▸ TEXT UNDER STUDY:
——
It is also important to note that the total variance explained by the combined direct and indirect effects differs from the traditionally defined heritability, which is about direct effects only. However, it is a parameter of interest, as it defines an upper bound of genetic prediction from probands’ alleles. An implication is that the upper limit of genetic prediction for a trait could often be larger than the heritability (18).
Some recent methodological developments
LD score regression
With the explosion of GWAS, approaches have been developed to better use and interpret their results. Notably, LD score regression (LDSC) was developed to distinguish the effects of confounding due to population stratification from causal genetic effects on GWAS test statistics (37). Assuming a highly polygenic architecture, the GWAS test statistic for an individual SNP is expected to increase with its LD score (a measure of the genetic variation tagged by a SNP through local LD), due to increasing correlation with causal variants. However, the average test statistic across all SNPs is raised by population stratification, due to correlation between alleles and differences in mean trait values between subpopulations (37–39). By estimating how much population stratification induced confounding inflates the average test statistic, the LDSC intercept can be used to adjust the GWAS test statistics. LDSC can also be used to estimate the correlation between SNP effects on different traits (22), to partition contributions to SNP heritability from different functional categories of variants (40), and to facilitate multi-trait meta-analysis (41).
——
▸ RECORDS PROVIDED:

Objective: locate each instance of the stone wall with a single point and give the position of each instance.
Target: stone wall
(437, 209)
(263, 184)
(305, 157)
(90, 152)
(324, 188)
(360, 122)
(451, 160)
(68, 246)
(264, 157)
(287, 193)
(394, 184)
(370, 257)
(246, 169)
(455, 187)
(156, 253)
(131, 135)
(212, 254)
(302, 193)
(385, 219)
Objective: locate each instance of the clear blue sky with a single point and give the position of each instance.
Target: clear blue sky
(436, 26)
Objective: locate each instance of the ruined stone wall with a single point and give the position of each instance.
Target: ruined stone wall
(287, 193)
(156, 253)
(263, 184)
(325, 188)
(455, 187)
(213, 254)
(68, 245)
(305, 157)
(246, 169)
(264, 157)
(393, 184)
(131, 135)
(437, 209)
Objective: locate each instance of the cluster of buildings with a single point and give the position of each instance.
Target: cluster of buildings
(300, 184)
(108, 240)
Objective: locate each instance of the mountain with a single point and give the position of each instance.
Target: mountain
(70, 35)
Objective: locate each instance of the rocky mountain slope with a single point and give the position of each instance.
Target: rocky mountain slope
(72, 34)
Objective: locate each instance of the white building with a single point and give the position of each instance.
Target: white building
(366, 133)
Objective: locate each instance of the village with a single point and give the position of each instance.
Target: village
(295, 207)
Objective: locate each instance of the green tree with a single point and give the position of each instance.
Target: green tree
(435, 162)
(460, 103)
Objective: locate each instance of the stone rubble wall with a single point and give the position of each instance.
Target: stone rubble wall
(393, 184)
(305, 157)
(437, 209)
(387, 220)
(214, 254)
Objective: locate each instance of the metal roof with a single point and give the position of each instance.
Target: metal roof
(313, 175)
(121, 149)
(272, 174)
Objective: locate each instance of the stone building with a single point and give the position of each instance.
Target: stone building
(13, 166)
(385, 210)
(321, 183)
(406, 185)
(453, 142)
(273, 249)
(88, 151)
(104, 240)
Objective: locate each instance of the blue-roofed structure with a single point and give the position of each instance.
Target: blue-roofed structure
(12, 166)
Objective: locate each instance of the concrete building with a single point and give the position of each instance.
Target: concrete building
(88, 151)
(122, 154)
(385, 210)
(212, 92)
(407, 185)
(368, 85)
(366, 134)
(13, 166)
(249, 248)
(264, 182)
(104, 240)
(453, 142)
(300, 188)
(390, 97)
——
▸ ACTIVITY 1: Rewrite everything in the passage on heritability and LD score regression from "It is also important" down to "the heritability (18).", putting "polygenic prediction" in place of "genetic prediction".
▸ ACTIVITY 2: Write the next part of the passage on heritability and LD score regression, picking up after its final sentence.

▸ TASK RESPONSE 1:
It is also important to note that the total variance explained by the combined direct and indirect effects differs from the traditionally defined heritability, which is about direct effects only. However, it is a parameter of interest, as it defines an upper bound of polygenic prediction from probands’ alleles. An implication is that the upper limit of polygenic prediction for a trait could often be larger than the heritability (18).

▸ TASK RESPONSE 2:
A key assumption of LDSC is that allele frequency differences between subpopulations are independent of LD scores (37). However, a correlation between LD scores and allele frequency differences can be induced by forms of linked selection such as background selection (26). Thus, questions remain about the reliability of the LDSC measure of population stratification bias.
Mendelian Randomisation
Mendelian randomization (MR) uses genetic data to improve causal inference in epidemiology (42). If a genetic variant affects trait A, and trait A affects trait B, then variants that affect trait A are expected to affect trait B. Genetic variants that affect trait A can be used to determine if an association between trait A and trait B reflects a causal influence of trait A on trait B, given that the genetic variants affect trait B only through their effect on trait A, and that the genetic variants are not correlated with any confounding factors. MR has proven successful in refuting false causal hypotheses derived from observational data, such as the association between HDL cholesterol levels and cardiovascular disease (43) and the reduced risk of cardiovascular disease in moderate drinkers in western societies (44).
MR usually relies on SNP effect estimates from GWAS without families, which can be biased by population stratification, indirect genetic effects from relatives, and assortative mating (45). Within-family MR methods have been proposed to address these concerns, and shown that previous MR estimates of causal effects of height and BMI on EA were spurious (45).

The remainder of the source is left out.